→ Request: The line containing "Can you find the window?" marks where to begin; quote it and every line after it through the end of the data, exactly as written.

→ Supplied material:
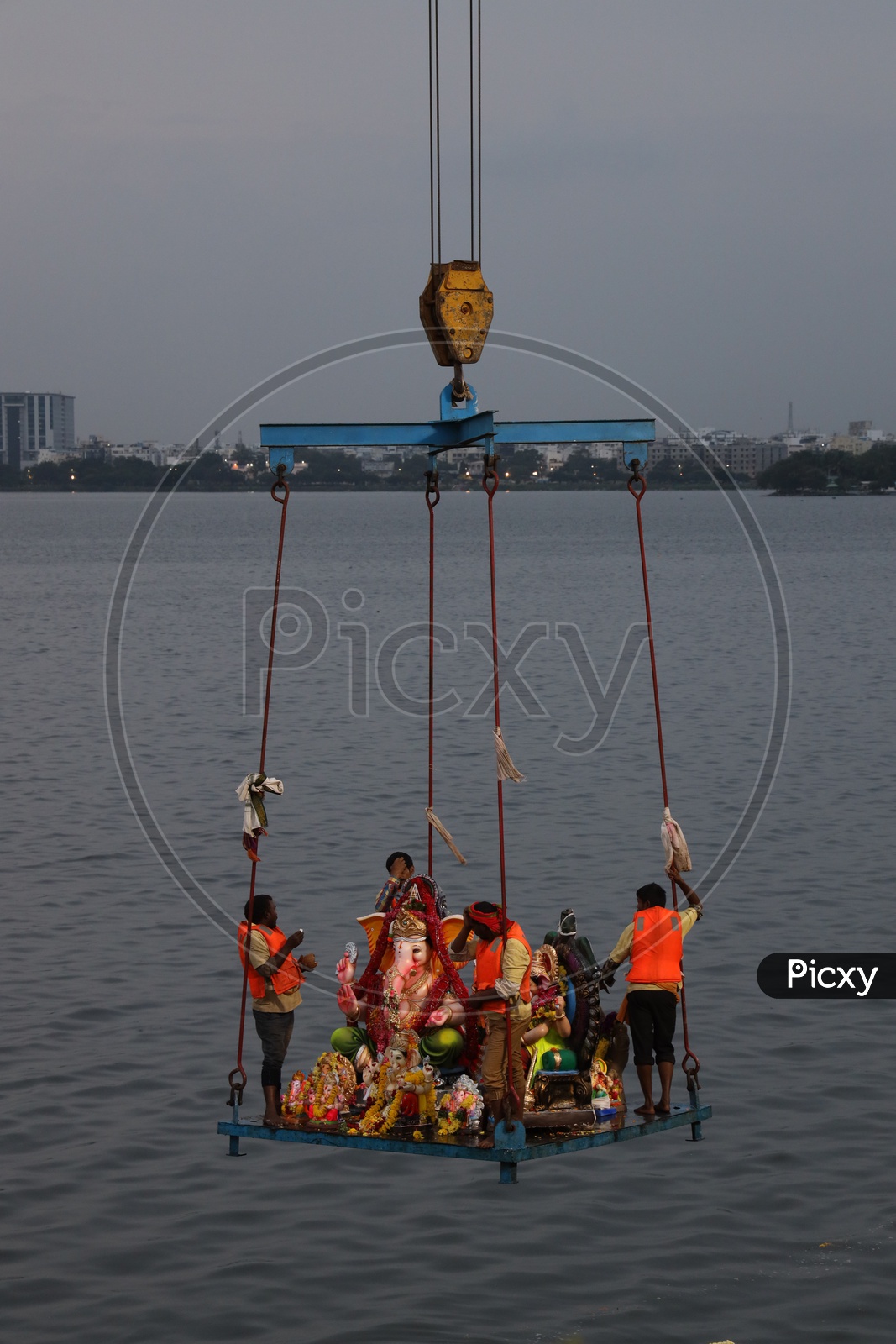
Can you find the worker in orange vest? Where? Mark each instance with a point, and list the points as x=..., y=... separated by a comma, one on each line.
x=501, y=987
x=275, y=981
x=653, y=942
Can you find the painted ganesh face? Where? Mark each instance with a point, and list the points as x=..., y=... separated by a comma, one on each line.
x=411, y=958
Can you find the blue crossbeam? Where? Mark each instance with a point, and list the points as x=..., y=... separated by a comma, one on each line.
x=548, y=1144
x=443, y=434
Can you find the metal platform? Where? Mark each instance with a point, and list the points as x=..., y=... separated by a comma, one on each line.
x=535, y=1144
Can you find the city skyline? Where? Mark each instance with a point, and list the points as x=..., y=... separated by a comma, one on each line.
x=195, y=198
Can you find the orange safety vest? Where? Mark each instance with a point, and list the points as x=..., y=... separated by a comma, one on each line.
x=656, y=948
x=289, y=974
x=488, y=968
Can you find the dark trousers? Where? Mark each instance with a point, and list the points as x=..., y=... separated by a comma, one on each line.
x=652, y=1018
x=275, y=1032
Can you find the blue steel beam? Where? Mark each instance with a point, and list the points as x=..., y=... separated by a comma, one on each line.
x=439, y=436
x=610, y=1132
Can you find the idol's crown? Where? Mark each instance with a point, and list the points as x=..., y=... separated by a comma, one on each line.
x=409, y=925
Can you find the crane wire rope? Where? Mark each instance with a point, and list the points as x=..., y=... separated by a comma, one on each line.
x=436, y=129
x=238, y=1077
x=637, y=480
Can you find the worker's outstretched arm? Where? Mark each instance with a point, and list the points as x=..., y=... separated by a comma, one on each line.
x=694, y=900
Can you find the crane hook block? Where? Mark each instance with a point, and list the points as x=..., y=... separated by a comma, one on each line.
x=456, y=312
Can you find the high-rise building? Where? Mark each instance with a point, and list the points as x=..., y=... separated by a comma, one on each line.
x=31, y=423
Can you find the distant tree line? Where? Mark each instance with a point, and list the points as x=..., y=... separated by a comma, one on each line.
x=832, y=472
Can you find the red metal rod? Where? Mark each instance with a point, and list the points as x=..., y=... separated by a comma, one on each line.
x=432, y=501
x=490, y=486
x=637, y=496
x=280, y=484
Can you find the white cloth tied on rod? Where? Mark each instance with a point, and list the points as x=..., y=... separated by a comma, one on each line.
x=446, y=835
x=251, y=795
x=506, y=770
x=673, y=843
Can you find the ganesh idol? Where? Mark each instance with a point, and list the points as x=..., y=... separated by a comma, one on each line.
x=410, y=984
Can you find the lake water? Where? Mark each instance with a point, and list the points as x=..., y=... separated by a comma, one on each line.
x=127, y=1222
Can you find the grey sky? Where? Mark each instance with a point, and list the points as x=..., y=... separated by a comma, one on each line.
x=698, y=192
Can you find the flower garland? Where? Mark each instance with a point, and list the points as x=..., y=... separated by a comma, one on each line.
x=461, y=1108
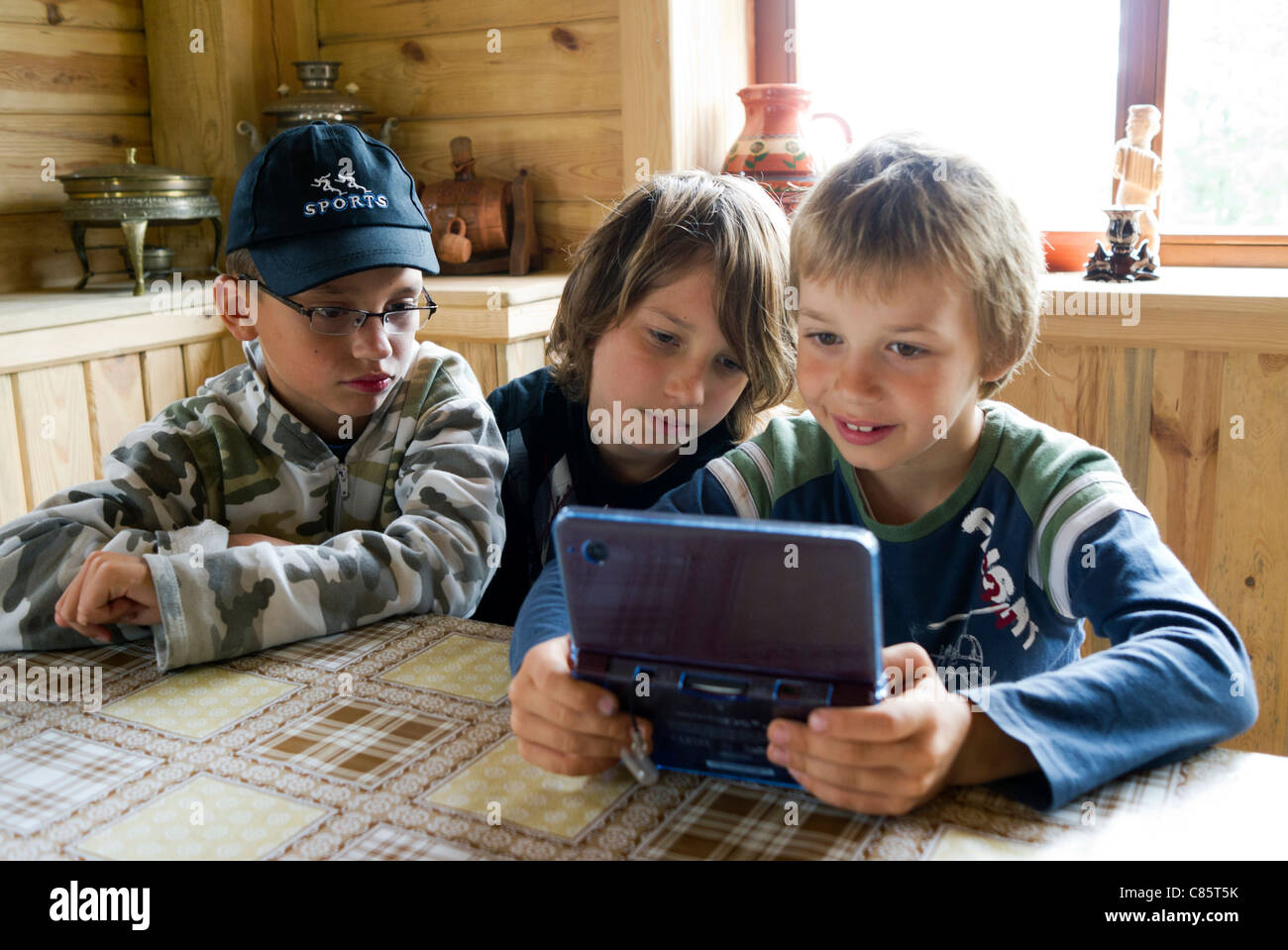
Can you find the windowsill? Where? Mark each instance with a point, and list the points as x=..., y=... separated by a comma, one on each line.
x=1186, y=308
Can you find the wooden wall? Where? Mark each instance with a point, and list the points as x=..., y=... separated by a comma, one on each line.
x=68, y=394
x=73, y=88
x=1196, y=411
x=579, y=91
x=588, y=94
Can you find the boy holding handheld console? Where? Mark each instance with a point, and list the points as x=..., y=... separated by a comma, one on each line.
x=918, y=300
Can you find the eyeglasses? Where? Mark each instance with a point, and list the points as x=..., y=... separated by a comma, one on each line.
x=339, y=321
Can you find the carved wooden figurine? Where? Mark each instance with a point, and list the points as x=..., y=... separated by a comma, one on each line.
x=1138, y=171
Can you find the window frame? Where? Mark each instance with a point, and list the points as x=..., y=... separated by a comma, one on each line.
x=1141, y=78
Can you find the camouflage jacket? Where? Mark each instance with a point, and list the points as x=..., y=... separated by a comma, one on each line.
x=406, y=524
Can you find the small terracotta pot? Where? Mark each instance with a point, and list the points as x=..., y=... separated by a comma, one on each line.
x=1068, y=250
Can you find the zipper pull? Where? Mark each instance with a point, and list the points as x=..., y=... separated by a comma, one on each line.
x=636, y=759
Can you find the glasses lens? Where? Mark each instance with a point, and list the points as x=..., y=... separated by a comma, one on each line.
x=334, y=321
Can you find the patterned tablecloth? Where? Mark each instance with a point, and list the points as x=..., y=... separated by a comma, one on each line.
x=391, y=742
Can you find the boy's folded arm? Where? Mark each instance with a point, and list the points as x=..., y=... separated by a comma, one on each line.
x=433, y=558
x=151, y=498
x=1176, y=680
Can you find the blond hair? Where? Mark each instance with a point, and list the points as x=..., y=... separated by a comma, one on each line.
x=657, y=233
x=240, y=262
x=902, y=206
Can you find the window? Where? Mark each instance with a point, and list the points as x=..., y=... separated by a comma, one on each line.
x=1228, y=117
x=1028, y=89
x=1039, y=94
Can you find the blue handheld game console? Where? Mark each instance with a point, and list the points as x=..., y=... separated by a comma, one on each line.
x=709, y=627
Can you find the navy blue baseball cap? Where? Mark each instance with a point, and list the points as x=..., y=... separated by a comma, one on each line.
x=326, y=200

→ Task output:
Can you find the window? Where? Mark each instance with a point, and list the points as x=..., y=... separated by a comma, one on each line.
x=1228, y=117
x=1028, y=89
x=1039, y=94
Can you find the blue handheld game console? Where? Mark each instance with a point, and list the points as x=..., y=... separated by a comma, one on each line.
x=709, y=627
Can you find the navy blue baseball cap? Where? Mark each instance with a point, and list the points as x=..., y=... separated by a comma, one on each line.
x=326, y=200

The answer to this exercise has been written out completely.